** BEGIN Provided records **
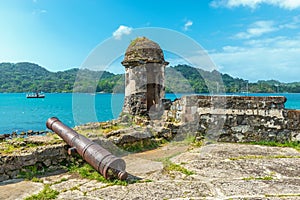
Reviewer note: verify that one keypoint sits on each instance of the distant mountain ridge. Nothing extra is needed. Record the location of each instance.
(30, 77)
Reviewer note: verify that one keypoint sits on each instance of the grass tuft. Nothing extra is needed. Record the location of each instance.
(45, 194)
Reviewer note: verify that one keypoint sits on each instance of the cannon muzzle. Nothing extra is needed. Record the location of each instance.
(103, 161)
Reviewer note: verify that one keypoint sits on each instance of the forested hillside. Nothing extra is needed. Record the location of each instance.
(29, 77)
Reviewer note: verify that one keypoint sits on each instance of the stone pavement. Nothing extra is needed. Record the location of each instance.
(220, 171)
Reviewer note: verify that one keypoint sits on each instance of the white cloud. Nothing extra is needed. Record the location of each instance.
** END Provided records **
_What to produce:_ Rewrite all of the entries above as a Markdown table with the columns Row and Line, numbering each line and omitting blank lines. Leave the pictures out of the table.

_Answer for this exercise:_
| Row | Line |
|---|---|
| 1 | Reviewer note: verify that one keypoint sits on each instance of the distant mountain ridge. Nothing extra is needed. Record the location of each instance. |
| 2 | (30, 77) |
| 3 | Reviewer note: verify that one keypoint sits on each instance of the grass tuft. Nothing extra is needed. Record the location of each instance. |
| 4 | (45, 194) |
| 5 | Reviewer note: verify that one keypoint sits on each instance of the cannon muzzle. Nothing extra is needed. Record the location of each instance. |
| 6 | (103, 161) |
| 7 | Reviewer note: verify that one keypoint sits on each instance of the forested hillside. Nothing extra is needed. Record the location of each instance. |
| 8 | (29, 77) |
| 9 | Reviewer note: verify that one keypoint sits on each instance of the stone pavement. Nothing extra is needed. Record the location of each instance. |
| 10 | (220, 171) |
| 11 | Reviewer note: verify that one keypoint sits on each instance of the white cloud. Nothing extra is needed. Record the location of each instance. |